** What you will do **
Locate every line in the material below that contains the word "protesters", and copy each of those lines.
Begin
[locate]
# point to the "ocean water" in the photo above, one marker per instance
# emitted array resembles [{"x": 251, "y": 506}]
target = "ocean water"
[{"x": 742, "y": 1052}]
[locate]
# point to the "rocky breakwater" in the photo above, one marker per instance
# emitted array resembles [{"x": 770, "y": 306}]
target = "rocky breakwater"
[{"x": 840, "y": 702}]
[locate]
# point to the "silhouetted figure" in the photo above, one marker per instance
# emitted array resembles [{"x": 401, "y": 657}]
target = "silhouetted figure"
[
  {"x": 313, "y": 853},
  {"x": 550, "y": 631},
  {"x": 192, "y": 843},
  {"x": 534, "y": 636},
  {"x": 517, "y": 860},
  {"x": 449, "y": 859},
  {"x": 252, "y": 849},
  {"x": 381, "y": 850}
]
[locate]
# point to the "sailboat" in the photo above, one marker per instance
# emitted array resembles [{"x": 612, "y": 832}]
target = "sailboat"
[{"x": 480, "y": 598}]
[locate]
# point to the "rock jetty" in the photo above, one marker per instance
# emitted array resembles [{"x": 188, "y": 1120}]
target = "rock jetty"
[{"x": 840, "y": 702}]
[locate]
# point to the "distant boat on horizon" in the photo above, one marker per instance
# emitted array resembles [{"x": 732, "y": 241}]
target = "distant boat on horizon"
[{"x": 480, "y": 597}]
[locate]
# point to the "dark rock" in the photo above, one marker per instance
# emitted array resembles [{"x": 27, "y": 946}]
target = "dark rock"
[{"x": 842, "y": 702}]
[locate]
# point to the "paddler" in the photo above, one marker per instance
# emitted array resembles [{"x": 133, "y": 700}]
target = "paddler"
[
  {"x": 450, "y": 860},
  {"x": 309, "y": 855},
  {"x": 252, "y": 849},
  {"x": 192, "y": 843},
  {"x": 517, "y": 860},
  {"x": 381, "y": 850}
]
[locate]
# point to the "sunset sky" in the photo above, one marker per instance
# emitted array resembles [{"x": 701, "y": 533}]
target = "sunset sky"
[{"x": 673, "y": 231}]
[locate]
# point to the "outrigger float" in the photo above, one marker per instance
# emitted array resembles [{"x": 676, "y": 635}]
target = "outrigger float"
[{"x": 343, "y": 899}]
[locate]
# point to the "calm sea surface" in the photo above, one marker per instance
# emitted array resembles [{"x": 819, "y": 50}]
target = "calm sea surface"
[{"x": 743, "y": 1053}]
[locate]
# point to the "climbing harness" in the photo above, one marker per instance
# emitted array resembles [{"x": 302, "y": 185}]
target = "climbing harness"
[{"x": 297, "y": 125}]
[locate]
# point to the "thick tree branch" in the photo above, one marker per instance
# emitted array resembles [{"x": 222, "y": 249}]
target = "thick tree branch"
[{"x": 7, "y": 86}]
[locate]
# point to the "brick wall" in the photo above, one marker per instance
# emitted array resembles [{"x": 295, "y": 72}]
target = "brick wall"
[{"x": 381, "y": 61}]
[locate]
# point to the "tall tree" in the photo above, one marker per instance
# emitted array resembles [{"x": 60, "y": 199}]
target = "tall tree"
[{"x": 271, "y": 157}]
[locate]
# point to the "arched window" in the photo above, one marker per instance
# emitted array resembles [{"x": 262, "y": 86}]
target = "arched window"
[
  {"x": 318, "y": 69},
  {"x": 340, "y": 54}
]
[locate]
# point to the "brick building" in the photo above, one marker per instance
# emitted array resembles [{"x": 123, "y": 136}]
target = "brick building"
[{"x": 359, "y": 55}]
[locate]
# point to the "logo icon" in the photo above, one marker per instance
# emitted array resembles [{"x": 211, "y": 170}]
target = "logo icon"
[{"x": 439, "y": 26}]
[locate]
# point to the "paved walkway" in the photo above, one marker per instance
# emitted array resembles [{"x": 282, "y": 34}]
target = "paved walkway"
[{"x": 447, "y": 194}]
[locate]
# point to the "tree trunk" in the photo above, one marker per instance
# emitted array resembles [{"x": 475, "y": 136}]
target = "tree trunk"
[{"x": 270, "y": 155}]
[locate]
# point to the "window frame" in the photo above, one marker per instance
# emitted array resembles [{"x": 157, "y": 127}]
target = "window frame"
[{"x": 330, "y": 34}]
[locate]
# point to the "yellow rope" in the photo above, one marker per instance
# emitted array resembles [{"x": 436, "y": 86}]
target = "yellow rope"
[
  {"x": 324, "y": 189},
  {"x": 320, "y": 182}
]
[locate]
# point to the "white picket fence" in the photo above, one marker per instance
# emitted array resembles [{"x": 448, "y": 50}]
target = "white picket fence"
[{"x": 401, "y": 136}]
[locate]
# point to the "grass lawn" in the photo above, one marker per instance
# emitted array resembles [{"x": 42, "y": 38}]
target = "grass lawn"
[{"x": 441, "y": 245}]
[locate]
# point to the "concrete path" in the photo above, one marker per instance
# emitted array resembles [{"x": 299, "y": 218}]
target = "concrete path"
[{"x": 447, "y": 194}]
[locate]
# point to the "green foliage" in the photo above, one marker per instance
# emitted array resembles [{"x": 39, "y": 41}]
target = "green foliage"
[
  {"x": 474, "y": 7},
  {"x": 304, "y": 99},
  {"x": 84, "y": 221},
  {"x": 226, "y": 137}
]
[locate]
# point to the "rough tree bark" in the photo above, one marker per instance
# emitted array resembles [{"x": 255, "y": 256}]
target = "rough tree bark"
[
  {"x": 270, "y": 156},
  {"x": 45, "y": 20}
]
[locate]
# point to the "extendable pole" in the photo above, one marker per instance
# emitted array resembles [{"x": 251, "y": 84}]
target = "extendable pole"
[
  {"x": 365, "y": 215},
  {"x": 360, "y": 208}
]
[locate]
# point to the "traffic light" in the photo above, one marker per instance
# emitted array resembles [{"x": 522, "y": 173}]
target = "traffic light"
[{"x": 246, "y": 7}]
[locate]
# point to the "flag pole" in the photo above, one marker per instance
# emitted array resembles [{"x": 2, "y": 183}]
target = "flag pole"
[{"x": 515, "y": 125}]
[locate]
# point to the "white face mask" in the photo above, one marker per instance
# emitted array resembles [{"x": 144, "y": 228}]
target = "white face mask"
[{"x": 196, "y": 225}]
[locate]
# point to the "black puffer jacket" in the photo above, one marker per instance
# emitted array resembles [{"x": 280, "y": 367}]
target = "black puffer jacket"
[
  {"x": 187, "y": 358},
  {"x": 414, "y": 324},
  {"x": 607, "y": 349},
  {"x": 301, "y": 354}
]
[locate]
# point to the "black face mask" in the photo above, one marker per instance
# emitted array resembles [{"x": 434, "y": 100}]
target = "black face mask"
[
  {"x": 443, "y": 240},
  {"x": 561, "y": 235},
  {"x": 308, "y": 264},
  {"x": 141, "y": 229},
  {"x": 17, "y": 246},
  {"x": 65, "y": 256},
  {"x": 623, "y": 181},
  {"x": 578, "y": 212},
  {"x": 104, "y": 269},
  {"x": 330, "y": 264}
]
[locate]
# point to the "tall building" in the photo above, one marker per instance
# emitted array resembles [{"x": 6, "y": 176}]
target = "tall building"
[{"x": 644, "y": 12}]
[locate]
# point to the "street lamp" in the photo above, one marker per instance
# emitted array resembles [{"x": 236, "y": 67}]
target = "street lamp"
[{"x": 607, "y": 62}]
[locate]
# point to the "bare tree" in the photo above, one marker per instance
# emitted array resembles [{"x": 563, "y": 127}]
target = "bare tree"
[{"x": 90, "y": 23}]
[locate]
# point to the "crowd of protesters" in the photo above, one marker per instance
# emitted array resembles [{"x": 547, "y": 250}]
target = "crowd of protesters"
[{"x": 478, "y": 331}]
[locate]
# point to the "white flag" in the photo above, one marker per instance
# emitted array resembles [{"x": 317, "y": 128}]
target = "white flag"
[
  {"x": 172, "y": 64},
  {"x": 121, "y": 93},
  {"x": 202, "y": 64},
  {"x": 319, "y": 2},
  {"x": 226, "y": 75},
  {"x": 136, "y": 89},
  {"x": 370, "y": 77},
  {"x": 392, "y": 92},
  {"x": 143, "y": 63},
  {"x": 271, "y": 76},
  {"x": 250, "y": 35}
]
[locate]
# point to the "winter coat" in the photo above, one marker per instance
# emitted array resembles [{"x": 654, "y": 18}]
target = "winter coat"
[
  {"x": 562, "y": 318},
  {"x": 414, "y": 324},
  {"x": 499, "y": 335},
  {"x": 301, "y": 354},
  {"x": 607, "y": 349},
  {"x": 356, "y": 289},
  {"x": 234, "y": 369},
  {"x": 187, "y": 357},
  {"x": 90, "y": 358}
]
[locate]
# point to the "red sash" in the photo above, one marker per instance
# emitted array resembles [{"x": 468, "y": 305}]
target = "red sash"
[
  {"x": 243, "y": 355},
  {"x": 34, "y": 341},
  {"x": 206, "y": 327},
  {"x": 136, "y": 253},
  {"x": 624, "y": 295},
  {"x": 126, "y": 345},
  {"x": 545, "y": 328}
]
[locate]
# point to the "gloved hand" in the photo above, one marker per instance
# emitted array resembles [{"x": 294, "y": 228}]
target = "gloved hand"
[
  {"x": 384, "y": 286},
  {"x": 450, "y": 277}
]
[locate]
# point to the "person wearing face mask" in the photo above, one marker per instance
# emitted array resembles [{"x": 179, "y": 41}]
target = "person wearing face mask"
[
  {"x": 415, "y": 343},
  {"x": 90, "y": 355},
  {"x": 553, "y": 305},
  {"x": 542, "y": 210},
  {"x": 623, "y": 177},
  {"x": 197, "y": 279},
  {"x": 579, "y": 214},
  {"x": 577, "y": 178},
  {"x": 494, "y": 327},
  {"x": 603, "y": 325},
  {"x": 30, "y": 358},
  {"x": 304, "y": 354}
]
End
** Correct response **
# point to the "crowd of protesters" in the photo above, one marker per instance
target = "crowd of protesters"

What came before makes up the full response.